Your response should consist solely of the lines from the one containing "Expected: for each instance of the road" through the end of the data, copied exactly.
+-------+
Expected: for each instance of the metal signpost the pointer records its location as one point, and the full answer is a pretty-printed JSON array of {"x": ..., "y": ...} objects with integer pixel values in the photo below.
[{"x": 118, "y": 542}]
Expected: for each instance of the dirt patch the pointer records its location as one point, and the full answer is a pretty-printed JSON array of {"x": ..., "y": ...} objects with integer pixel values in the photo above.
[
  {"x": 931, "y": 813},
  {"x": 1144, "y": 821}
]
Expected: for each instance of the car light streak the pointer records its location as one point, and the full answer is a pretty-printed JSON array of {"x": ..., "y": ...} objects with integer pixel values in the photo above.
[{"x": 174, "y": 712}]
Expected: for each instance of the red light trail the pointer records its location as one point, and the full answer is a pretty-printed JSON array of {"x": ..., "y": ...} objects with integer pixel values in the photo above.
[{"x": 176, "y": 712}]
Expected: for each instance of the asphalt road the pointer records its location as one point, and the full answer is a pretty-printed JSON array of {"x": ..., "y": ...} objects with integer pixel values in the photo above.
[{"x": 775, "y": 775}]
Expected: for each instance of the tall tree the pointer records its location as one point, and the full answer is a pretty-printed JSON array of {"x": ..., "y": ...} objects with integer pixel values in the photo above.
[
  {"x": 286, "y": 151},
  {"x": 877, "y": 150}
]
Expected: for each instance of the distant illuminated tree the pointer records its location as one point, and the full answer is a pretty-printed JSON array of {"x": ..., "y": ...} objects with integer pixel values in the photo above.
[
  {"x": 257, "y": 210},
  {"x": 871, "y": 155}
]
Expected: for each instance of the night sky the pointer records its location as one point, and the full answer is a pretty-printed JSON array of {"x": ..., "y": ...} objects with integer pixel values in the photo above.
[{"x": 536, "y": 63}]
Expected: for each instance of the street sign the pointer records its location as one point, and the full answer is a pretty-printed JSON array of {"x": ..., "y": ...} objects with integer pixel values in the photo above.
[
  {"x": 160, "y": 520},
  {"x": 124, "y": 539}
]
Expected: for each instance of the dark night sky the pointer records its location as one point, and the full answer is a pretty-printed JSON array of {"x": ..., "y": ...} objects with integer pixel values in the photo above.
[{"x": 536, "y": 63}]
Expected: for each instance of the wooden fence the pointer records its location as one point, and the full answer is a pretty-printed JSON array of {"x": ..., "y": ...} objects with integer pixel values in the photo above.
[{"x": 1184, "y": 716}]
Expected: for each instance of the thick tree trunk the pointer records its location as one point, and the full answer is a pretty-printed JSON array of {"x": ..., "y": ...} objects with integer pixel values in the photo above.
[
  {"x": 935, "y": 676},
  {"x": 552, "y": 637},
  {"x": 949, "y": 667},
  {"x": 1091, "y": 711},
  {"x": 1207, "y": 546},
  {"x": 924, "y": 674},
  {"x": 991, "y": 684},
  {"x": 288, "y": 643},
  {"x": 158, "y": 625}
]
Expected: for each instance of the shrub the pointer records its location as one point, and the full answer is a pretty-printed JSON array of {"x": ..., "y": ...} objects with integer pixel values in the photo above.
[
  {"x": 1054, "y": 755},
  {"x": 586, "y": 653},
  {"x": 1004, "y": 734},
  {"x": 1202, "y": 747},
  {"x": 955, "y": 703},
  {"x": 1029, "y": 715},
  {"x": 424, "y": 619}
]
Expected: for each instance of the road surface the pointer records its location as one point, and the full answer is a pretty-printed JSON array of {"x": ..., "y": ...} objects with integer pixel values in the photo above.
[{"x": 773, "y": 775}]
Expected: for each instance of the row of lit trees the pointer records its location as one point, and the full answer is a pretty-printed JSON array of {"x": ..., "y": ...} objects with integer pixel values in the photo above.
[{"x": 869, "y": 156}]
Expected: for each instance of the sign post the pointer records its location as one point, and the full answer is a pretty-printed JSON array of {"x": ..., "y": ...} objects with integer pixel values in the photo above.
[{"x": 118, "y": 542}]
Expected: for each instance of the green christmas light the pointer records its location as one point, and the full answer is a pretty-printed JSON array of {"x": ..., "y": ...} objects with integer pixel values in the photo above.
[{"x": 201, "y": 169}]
+-------+
### Solution for this exercise
Expected: for each instance of the road surface the pointer records its location as one point, and the full answer is a pretty-printed JSON array of {"x": ..., "y": ...} objects with integer pixel values in the photo above.
[{"x": 773, "y": 775}]
Expected: for each instance of the row of lit trees the pointer records its location as one point, and the full answer is a pretty-printed JSON array of {"x": ..., "y": ...} objects with integer pixel values in the photo above.
[{"x": 869, "y": 156}]
Expected: for each instance of the sign post the pointer records its location as one point, and the full answer is a pretty-printed JSON array of {"x": ..., "y": ...} objects with integer pixel values in the photo above.
[{"x": 118, "y": 542}]
Expected: for each instance of the green christmas light the pointer records its location as one point, and the full answer is a pretty-printed JSON array of {"x": ..., "y": ...} objects with integer pixel values in the photo above.
[{"x": 201, "y": 169}]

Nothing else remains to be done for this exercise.